## Begin DATASET RECORDS
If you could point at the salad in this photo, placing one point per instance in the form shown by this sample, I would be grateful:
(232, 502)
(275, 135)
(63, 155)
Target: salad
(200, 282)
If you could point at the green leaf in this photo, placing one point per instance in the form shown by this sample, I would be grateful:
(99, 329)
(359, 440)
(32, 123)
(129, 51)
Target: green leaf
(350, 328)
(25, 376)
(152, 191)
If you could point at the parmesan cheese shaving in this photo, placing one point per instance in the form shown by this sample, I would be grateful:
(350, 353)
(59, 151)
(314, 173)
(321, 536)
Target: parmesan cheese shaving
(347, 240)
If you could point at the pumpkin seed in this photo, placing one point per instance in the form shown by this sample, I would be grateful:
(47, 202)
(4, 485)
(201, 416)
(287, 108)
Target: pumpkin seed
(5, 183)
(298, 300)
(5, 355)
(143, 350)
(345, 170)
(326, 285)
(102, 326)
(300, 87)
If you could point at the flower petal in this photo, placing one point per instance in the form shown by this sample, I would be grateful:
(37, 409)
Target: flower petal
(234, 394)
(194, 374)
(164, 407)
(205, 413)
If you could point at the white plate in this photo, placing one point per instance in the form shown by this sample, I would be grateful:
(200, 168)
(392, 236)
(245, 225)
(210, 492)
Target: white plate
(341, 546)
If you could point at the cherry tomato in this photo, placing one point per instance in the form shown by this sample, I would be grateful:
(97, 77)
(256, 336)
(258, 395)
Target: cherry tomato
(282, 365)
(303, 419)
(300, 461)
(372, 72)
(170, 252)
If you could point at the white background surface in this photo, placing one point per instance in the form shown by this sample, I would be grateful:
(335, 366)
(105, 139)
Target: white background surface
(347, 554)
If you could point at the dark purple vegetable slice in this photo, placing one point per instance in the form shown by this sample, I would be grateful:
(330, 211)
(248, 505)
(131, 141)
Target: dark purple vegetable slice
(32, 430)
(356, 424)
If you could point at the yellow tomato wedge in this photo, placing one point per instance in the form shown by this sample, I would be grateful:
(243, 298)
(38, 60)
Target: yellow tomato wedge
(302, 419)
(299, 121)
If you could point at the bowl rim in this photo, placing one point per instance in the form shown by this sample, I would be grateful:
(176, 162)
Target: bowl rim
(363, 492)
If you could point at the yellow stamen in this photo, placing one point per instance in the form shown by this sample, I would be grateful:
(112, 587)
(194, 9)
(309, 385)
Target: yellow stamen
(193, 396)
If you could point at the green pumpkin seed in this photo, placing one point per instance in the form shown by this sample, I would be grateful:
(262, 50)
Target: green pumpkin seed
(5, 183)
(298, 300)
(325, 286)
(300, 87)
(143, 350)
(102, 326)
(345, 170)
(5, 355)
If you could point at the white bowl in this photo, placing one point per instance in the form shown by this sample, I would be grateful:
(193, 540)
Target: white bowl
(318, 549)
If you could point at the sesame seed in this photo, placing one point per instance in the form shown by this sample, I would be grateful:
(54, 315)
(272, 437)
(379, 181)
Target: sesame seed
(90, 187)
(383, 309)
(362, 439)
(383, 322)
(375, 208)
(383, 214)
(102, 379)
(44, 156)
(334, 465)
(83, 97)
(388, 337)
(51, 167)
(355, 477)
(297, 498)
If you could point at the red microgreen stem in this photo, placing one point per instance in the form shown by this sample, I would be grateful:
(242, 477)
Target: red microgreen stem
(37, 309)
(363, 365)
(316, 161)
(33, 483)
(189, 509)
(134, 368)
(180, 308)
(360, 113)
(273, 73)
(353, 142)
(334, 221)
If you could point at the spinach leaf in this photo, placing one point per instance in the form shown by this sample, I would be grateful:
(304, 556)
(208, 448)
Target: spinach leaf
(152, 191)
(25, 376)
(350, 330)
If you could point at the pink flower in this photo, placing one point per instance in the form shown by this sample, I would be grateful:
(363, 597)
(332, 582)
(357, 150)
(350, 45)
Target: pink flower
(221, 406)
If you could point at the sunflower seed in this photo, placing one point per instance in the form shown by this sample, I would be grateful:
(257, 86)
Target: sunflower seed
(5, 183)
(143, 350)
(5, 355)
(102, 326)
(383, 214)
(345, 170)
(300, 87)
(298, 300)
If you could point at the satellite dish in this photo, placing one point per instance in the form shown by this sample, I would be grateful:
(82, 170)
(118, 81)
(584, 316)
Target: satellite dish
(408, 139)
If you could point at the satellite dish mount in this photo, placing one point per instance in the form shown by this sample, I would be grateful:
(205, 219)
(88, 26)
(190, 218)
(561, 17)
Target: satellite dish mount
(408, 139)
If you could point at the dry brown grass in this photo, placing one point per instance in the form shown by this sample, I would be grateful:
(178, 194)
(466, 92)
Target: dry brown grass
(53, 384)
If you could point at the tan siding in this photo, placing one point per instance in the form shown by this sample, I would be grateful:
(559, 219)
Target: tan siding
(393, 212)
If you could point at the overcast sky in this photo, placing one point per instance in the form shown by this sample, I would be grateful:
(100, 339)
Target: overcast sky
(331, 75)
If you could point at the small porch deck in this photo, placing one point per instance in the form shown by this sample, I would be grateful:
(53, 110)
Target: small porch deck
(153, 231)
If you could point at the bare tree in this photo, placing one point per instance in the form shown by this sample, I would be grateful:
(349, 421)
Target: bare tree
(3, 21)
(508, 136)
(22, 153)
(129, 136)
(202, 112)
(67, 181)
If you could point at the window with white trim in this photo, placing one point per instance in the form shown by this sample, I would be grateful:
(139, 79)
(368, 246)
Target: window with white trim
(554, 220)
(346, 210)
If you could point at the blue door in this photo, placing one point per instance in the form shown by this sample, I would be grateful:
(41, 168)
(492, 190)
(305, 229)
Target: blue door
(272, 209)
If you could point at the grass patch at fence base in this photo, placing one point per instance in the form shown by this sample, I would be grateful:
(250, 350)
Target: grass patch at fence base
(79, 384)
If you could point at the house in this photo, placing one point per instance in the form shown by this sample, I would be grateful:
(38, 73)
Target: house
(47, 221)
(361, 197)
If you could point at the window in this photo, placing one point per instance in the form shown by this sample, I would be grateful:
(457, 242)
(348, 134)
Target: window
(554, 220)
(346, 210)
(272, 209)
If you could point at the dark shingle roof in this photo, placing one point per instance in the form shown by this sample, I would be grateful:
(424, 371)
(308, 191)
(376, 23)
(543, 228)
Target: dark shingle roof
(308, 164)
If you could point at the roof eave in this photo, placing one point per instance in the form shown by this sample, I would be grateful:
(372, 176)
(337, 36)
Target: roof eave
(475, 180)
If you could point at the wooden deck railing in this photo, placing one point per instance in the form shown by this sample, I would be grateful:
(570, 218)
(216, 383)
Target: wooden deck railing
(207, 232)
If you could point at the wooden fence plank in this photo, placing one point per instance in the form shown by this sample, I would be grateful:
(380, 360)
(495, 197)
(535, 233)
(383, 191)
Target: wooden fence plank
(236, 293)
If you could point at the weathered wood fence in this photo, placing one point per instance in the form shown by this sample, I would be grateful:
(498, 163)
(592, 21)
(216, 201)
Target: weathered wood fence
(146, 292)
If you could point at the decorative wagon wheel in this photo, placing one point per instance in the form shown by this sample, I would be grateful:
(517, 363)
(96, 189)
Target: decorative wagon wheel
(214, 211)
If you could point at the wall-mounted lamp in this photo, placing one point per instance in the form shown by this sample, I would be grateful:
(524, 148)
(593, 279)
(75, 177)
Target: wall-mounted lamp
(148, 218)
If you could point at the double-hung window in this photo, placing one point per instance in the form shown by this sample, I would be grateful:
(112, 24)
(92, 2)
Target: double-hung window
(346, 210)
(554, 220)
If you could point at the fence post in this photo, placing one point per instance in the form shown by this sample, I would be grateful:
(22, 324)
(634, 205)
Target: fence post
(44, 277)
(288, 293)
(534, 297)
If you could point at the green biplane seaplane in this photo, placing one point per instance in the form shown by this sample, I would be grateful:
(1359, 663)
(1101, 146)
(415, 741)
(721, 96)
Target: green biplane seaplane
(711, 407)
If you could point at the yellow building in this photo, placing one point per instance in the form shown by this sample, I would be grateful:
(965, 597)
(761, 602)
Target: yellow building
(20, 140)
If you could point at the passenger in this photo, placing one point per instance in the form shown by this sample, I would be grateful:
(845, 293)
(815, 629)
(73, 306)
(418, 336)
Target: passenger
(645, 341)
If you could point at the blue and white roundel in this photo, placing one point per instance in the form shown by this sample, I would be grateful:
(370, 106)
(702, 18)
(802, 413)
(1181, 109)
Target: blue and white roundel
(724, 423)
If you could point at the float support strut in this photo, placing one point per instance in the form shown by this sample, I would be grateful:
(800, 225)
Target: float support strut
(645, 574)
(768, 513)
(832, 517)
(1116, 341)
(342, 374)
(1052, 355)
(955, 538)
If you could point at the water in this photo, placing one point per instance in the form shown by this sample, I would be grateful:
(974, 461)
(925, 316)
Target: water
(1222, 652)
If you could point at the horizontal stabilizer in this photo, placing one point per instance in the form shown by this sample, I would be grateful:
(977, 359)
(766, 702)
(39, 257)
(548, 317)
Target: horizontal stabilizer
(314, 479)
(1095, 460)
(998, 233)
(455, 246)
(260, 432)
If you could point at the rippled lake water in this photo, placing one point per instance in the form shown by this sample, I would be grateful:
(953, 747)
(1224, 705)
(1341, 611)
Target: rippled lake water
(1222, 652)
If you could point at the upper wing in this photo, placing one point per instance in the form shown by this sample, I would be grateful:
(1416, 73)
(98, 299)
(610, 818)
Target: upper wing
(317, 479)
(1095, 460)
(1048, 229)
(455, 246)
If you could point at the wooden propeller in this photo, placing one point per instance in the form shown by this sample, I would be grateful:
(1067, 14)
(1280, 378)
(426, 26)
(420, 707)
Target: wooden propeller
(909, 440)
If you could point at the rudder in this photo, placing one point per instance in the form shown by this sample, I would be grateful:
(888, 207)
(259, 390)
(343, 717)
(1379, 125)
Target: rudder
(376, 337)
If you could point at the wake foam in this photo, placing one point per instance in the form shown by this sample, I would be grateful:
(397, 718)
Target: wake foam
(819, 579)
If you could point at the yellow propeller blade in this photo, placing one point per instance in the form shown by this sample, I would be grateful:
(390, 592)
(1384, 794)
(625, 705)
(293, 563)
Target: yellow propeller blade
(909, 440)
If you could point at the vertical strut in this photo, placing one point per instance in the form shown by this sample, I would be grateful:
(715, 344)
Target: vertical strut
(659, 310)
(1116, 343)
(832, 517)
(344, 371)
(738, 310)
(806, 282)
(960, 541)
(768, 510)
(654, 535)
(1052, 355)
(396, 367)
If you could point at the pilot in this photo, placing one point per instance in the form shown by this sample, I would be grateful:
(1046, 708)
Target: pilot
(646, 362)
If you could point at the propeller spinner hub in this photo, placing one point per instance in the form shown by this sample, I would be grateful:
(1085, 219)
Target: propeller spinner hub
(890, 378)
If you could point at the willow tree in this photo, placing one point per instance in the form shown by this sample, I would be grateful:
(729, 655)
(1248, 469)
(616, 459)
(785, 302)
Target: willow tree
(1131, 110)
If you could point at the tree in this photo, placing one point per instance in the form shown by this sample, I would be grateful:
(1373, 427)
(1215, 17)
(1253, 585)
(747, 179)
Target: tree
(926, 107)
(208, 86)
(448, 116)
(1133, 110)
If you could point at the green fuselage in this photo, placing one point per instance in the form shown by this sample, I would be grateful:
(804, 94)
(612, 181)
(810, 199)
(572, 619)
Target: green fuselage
## End DATASET RECORDS
● **TASK REQUIREMENTS**
Beginning at the line that contains "If you could point at the tree", retype each line of the listing up to and including the last one, exactly as it stands, and nothing else.

● **WRITTEN RESPONSE**
If you could point at the tree in this photo, placing one point per instance in the form shown by this sample, I would be grateful:
(1373, 427)
(1215, 17)
(1253, 585)
(747, 179)
Target: tree
(926, 107)
(208, 86)
(448, 116)
(1133, 110)
If you could point at the green fuselage in this photo, placing one point per instance in the form shown by this sample, I would be grateful:
(804, 94)
(612, 181)
(810, 199)
(572, 619)
Target: green fuselage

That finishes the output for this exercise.